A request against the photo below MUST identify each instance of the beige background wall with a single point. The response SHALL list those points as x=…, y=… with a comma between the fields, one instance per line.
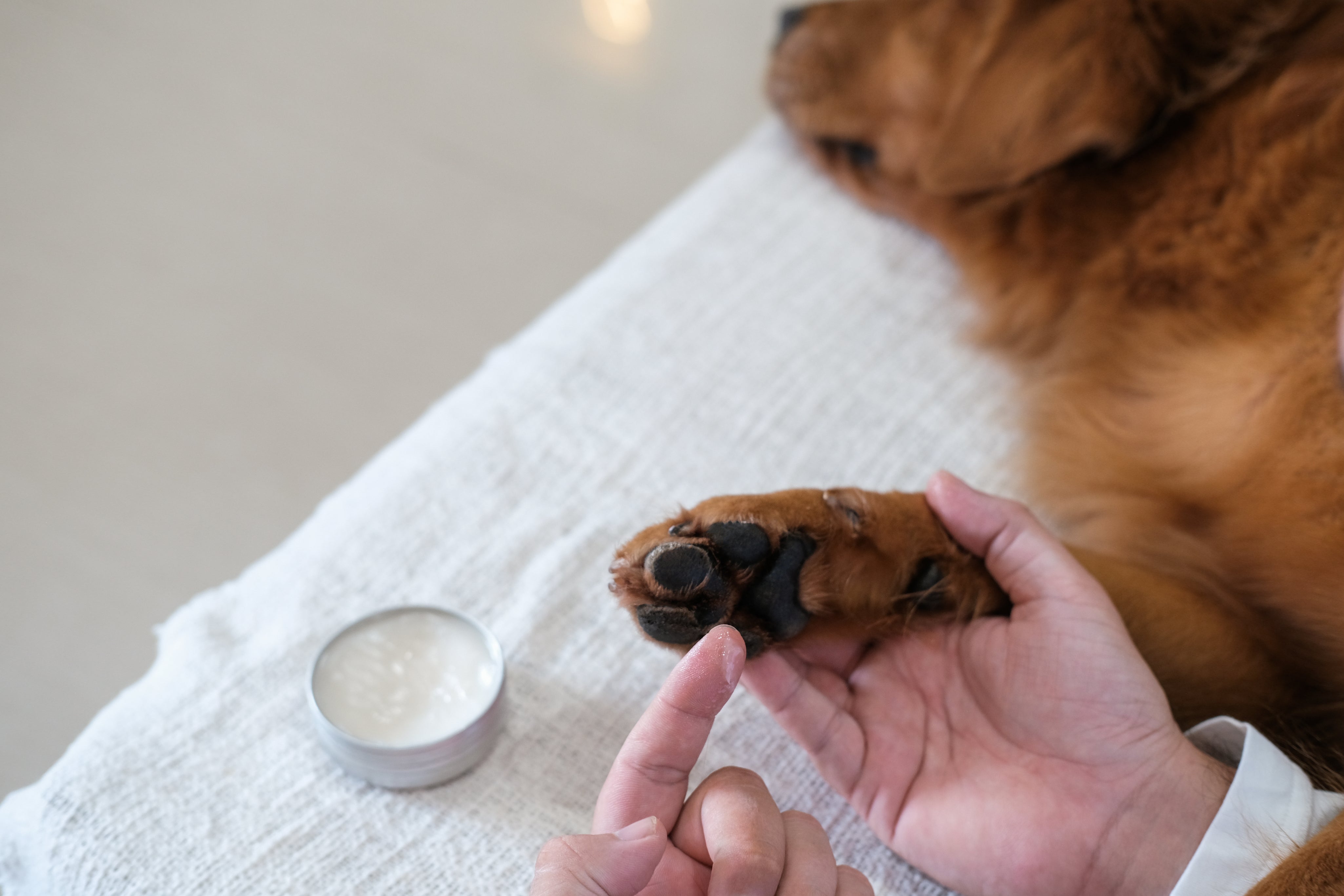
x=244, y=244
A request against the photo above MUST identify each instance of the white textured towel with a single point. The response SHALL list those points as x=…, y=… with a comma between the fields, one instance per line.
x=761, y=334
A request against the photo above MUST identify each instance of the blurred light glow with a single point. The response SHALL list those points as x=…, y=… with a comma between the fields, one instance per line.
x=619, y=21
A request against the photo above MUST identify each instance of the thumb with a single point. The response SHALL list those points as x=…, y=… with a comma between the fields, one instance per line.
x=1020, y=554
x=619, y=864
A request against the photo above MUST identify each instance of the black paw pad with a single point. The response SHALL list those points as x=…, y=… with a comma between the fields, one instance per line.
x=679, y=567
x=670, y=625
x=753, y=641
x=741, y=543
x=775, y=597
x=926, y=577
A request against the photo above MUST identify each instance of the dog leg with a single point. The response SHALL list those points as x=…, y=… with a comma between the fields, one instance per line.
x=876, y=563
x=1315, y=870
x=769, y=563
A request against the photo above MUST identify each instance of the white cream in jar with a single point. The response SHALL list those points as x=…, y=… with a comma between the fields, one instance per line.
x=409, y=698
x=405, y=679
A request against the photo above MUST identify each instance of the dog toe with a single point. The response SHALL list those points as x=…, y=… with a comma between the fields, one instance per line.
x=679, y=567
x=741, y=543
x=670, y=625
x=775, y=597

* * * * * * * * *

● Written problem: Copy the listing above word for word, from the first line to the last, and leave the pictures out of your copy.

● Complete response:
A request against the photo below MUST identify each instance of the beige background wall with a single point. The response SHALL list those points as x=…, y=… with a comma between the fields, one instance per line.
x=244, y=244
A request against the photo above MUST identify each instance of the white textured towel with a single point. The response SHALL list those points as x=…, y=… with a comma between the fields, one instance per line.
x=761, y=334
A request against the photo above MUST identify each instance of the blurred light glow with a single point. The response SHALL list those points as x=…, y=… with a comma between the fields, one instance per line.
x=619, y=21
A request against the photo above MUST identify each instance of the thumb with a single point. The response SHALL list those points as x=…, y=… with a comma between the fields, one instance per line.
x=1020, y=554
x=619, y=864
A request against the photo above MUST identify each instance of the black paw pad with a single point. The response SHALL list those points as x=…, y=… with a comma between the fields, one instance per line.
x=679, y=567
x=670, y=625
x=753, y=641
x=741, y=543
x=775, y=597
x=926, y=577
A request against the photo above MUST identify each instance of the dog leg with a single point. The response SHALL list those points as x=…, y=… with a comma between the fields, one instance per line.
x=876, y=563
x=1315, y=870
x=769, y=563
A request against the photo above MUST identify each instance of the white cream in jar with a single point. The response SHALL list those points as x=…, y=… with a comma between the fields, one instance per line.
x=409, y=698
x=405, y=679
A request against the photo above MUST identify each instance of the dog toe with a single point. The response SHALL list those points as x=…, y=… with a comma between the fields, one instance per line.
x=679, y=567
x=741, y=543
x=670, y=625
x=775, y=597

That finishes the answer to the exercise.